--- SELECTED EXTRACT ---
⁂
Ever since I began metalsmithing and making artwork, I’ve enjoyed spending every summer experimenting in my studio with new materials or ideas. As with other artists who share via the Instagram app what we are creating in our studios, I post work-in-progress shots of my latest pieces regularly. Of my summer experiments, the upcycled materials that I started last summer in my Cameo Relief of Woman Holding Her Hair employs discarded microwaveable soup bowl material that I cut apart, saw, pierce, rivet and sew into new, lasting objects.

Work-in-progress collage of techniques used in my "Upcycled" sculpture and jewelry series. Photo: P.Sullivan
Work-in-progress collage of techniques used in my “Upcycled” sculpture and jewelry series. Photo: P.Sullivan

As one can see in this collage, I draw directly onto the material in graphite then score, fold, pierce and sew these geometric forms into a petite object (like this open-lidded cube form.) The fibrous material lends itself so beautifully to making objects, as its natural color resembles ivory; however, I upcycle what normally would be thrown away into something that can be held, viewed and become a vehicle for art.

Patricia Sullivan: "Upcycled Box of Shredded Tweets", 2016. 2 in. x 1 in. x 1 in.; microwaveable soup bowl material, black thread, paint, shredded archival paper. Photo: P. Sullivan
Patricia Sullivan: “Upcycled Box of Shredded Tweets”, 2016. 2 in. x 1 in. x 1 in.; microwaveable soup bowl material, black thread, paint, shredded archival paper. Photo: P. Sullivan

While I’ve finished at least four new objects – I’d like to discuss my two latest: Upcycled Open Cube Brooch and an Upcycled Box of Shredded Tweets. The shredded paper in Upcycled Box of Shredded Tweets is further play on the ephemeral nature of seemingly “important” Twitter/news headlines started in my Widget Locket series that was published and discussed in Metalsmith magazine’s “Exhibition in Print: Moved By Metal”. By taking my own digital art “tweets” I created in Adobe Illustrator and placing the leftover hard-copy paper print-outs used in my Widget Lockets #1 – #4, I hope to further the notion of shredding paper as another avoidable act, since non-recycled newspapers or discarded, shredded office documents often meet an inevitable demise into landfills.

Patricia Sullivan: "Upcycled Open Cube Brooch", 2016. 4 in. x 1 in. x 1 in.; microwaveable soup bowl material, black thread, sterling silver, vintage safety pin.
⁂
--- AVAILABLE DATA ---
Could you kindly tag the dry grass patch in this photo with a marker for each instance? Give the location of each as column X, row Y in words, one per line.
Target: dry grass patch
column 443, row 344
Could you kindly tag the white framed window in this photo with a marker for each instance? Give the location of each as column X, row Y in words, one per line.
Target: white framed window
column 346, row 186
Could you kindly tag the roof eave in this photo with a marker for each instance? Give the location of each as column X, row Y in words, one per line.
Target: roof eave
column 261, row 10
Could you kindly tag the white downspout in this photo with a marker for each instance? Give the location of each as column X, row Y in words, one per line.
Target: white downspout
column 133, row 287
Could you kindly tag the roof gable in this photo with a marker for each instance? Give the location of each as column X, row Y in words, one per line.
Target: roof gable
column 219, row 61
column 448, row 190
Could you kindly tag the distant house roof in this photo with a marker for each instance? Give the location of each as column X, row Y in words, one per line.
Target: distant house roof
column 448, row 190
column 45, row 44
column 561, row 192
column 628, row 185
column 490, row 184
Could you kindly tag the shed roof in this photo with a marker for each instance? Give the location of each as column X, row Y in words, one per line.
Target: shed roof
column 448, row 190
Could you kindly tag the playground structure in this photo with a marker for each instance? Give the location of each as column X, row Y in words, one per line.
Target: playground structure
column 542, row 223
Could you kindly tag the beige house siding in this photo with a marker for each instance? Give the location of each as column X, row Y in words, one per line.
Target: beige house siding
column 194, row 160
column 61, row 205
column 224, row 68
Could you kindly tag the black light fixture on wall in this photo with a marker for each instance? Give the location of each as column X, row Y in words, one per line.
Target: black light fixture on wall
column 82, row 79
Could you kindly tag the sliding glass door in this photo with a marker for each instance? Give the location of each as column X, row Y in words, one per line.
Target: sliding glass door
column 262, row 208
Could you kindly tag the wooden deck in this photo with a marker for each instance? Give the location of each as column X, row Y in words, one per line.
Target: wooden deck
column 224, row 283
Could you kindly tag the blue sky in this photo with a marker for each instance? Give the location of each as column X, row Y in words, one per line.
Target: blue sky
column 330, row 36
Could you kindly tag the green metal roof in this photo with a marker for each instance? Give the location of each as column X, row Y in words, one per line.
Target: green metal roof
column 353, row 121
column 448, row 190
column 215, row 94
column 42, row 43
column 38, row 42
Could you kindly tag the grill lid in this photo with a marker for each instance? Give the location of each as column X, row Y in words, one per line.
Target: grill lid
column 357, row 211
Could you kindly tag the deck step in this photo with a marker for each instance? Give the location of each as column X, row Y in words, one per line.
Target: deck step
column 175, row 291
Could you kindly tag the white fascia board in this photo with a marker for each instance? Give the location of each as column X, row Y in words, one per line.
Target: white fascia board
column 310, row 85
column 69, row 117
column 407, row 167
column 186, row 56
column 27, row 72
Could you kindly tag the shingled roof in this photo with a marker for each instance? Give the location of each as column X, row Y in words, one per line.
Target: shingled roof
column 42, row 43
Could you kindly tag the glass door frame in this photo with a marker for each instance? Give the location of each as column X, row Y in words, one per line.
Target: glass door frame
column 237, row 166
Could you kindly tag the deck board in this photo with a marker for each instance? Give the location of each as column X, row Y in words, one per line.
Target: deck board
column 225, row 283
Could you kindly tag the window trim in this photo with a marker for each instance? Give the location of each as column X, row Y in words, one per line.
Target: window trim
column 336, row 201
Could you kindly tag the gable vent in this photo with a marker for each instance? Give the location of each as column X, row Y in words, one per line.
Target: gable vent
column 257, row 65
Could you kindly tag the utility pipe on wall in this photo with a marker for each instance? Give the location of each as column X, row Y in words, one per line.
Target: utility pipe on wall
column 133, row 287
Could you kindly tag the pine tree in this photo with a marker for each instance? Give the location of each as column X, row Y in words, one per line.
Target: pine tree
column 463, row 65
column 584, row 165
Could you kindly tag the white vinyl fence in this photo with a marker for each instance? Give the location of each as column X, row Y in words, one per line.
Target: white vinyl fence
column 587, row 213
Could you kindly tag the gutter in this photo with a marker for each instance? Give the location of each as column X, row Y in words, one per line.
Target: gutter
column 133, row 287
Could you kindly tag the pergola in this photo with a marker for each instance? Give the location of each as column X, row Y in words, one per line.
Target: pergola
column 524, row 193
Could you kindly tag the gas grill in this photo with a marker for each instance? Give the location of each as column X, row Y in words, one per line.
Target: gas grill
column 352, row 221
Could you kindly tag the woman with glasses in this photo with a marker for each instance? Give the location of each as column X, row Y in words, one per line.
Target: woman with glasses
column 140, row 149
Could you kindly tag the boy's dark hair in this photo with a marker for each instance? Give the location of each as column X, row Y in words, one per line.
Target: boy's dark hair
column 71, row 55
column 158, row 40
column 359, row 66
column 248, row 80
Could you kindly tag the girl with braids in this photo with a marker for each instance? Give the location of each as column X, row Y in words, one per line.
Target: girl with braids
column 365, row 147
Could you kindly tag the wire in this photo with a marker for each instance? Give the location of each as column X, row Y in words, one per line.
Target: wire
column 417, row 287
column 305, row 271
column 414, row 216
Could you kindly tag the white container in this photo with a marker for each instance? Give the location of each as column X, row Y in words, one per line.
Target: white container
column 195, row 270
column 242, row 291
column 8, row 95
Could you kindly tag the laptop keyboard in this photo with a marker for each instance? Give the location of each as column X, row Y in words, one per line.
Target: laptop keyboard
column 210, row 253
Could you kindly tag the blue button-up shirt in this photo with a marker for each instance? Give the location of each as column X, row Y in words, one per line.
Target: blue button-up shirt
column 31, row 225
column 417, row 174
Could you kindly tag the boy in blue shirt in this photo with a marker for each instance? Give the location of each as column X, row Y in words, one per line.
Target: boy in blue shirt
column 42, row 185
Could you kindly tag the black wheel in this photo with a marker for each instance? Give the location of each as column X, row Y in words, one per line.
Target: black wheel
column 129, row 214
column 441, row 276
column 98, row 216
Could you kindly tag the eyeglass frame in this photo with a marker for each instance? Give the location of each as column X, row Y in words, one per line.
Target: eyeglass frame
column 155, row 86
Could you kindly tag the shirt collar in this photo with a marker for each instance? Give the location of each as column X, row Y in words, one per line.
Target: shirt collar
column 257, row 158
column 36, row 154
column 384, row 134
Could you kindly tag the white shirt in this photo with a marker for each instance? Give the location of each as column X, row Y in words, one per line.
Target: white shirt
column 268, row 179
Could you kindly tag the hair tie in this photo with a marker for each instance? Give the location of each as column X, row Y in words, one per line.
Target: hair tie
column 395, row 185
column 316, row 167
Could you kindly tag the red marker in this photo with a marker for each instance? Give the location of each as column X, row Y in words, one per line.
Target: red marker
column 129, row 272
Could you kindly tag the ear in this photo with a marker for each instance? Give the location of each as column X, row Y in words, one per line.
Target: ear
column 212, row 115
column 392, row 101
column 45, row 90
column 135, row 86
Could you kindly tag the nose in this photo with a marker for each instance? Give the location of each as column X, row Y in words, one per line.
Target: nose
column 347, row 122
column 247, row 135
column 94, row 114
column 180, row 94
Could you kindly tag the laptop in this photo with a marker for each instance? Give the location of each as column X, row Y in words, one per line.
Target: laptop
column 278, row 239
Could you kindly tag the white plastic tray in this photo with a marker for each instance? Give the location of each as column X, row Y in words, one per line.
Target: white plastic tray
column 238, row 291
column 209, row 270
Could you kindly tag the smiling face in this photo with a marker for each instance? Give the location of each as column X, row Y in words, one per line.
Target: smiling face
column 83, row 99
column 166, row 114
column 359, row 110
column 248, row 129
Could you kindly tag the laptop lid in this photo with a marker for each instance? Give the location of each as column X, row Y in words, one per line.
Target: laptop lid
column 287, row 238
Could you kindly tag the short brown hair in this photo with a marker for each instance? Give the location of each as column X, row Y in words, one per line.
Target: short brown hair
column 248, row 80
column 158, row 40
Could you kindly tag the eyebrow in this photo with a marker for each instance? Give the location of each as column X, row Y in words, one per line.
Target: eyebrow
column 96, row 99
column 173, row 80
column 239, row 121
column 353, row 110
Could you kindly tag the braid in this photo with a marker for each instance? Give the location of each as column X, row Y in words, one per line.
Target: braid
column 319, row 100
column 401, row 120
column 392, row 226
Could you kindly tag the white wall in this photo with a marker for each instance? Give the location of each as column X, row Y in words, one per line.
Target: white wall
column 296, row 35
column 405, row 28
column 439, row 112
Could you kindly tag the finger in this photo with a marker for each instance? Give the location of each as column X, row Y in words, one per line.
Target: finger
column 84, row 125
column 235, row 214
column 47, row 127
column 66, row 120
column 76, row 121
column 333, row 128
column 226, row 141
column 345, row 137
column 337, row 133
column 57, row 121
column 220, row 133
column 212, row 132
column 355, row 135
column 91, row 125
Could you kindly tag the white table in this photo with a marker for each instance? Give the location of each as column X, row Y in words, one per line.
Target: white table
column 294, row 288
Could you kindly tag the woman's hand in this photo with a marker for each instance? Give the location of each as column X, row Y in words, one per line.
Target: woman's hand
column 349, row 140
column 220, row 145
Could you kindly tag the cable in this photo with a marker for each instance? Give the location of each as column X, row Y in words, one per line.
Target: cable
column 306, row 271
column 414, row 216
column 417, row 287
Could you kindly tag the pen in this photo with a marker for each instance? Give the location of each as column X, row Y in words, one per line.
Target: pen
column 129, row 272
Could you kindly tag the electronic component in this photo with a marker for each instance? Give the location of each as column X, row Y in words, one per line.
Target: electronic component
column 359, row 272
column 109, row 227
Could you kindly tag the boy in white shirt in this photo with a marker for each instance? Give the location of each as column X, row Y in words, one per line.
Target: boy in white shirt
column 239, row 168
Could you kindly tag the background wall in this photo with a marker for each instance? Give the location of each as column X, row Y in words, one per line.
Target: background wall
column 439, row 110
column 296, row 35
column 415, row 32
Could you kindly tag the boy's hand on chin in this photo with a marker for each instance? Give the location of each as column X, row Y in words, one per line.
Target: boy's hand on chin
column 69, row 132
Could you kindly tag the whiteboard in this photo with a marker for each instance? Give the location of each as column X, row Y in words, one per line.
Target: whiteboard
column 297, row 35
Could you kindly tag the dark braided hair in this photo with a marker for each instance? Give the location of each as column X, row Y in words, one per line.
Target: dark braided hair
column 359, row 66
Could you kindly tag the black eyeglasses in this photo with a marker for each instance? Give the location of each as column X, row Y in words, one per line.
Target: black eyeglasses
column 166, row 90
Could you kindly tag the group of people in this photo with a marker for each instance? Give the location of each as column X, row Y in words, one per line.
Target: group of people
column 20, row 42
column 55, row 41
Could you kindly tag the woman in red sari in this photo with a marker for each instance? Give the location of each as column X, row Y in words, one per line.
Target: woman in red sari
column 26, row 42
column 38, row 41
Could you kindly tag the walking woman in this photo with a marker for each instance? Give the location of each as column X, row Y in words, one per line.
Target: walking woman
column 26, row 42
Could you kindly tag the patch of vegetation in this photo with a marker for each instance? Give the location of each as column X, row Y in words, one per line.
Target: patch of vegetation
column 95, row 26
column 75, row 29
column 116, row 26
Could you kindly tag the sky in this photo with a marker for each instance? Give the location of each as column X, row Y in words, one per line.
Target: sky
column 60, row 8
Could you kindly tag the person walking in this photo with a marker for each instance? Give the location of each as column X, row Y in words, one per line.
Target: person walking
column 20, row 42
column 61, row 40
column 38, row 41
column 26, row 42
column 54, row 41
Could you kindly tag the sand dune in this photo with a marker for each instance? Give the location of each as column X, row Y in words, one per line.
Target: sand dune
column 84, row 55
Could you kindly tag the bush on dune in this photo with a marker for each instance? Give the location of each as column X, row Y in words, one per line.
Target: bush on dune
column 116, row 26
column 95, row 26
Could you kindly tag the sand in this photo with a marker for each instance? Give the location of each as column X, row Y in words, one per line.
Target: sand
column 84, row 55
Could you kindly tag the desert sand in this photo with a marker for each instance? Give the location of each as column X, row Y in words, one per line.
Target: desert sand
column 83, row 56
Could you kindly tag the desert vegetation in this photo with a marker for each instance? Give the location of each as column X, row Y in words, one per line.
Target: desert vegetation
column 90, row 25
⁂
--- WHAT YOU NEED TO DO ---
**a)** For each statement, say yes or no according to the upcycled art text, and quote the exact words that decide it.
(i) The natural color of the soup bowl material resembles ivory.
(ii) The Upcycled Open Cube Brooch includes a vintage safety pin.
(iii) The artist has finished exactly two new objects.
**b)** Please write out the rows, starting with the first row and going on through the line with "column 443, row 344". Replace "dry grass patch" with "withered lawn" and leave everything else unchanged.
The rows have no connection to the upcycled art text.

--- ANSWERS TO THE EXERCISES ---
**a)**
(i) Yes: "as its natural color resembles ivory"
(ii) Yes: "vintage safety pin"
(iii) No: "at least four new objects"

**b)**
Could you kindly tag the withered lawn in this photo with a marker for each instance? Give the location of each as column X, row Y in words, one per line.
Target: withered lawn
column 443, row 344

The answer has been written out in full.